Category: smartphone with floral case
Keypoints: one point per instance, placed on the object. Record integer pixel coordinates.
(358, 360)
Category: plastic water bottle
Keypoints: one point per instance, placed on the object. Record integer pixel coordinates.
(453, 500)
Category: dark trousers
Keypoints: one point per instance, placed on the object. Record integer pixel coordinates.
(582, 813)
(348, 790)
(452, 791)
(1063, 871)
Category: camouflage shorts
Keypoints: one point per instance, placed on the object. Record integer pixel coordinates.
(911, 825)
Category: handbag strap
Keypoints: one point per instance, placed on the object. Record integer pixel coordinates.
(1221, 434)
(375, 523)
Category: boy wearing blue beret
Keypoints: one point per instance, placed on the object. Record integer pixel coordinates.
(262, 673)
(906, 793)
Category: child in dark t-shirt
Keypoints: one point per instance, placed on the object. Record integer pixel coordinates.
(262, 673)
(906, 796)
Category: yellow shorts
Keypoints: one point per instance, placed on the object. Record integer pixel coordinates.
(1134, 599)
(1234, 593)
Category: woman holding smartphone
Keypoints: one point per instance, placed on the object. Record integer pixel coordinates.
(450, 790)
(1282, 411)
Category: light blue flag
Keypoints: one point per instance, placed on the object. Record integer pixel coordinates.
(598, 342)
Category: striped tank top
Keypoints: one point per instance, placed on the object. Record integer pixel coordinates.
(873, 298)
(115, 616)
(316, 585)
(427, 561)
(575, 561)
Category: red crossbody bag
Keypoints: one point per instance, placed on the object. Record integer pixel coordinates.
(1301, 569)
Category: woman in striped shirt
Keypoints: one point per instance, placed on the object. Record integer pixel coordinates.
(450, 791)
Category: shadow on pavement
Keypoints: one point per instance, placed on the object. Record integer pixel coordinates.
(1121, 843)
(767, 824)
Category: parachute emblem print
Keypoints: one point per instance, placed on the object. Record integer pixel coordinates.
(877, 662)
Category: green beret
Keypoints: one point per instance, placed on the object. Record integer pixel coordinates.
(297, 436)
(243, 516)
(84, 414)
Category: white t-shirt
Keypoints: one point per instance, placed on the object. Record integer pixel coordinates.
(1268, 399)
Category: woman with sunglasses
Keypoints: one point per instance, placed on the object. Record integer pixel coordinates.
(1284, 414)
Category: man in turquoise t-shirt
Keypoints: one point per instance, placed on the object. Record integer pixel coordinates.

• • •

■ PROMPT
Rewrite the data from the line containing "Category: light blue flag" through the end of the data, both included. Keep every line, but shift each keypoint coordinate by adding 56 to both its x and y values.

■ FINISHED EXERCISE
Category: light blue flag
Keypoints: one point per instance, placed on the object. Record integer pixel coordinates.
(654, 398)
Category: striped tank top
Keypoints: one point per instance, placed on the object. Record integer pixel coordinates.
(929, 354)
(171, 672)
(372, 641)
(483, 617)
(631, 617)
Category: red crossbody bag
Keypoints: one point per instance, placed on the object. Record integer pixel coordinates.
(1357, 625)
Category: woman in striped shirt
Keypoints: one point per instance, placed on the object. Record integer pixel coordinates.
(506, 847)
Category: shadow on pavement
Keypoints: one point per instance, placed on the object. Record integer pixel coordinates.
(1177, 899)
(823, 880)
Category: parachute emblem print
Keypoints: one point per instance, placed on the object. Record integer pixel coordinates.
(933, 718)
Category: green beret
Keypoints: one point per instance, placed on the object. Record integer pixel coordinates.
(353, 492)
(299, 572)
(140, 470)
Category: white t-shirt
Keypoints: one point per instance, placed on the object. Record integer pixel coordinates.
(1324, 455)
Category: woman with sunglasses
Keypoints: one point per instance, placed on the object. Record integer pixel coordinates.
(1340, 470)
Category: man in turquoise t-shirt
Keypoints: one point per instance, placed on the object. Record integer pixel coordinates.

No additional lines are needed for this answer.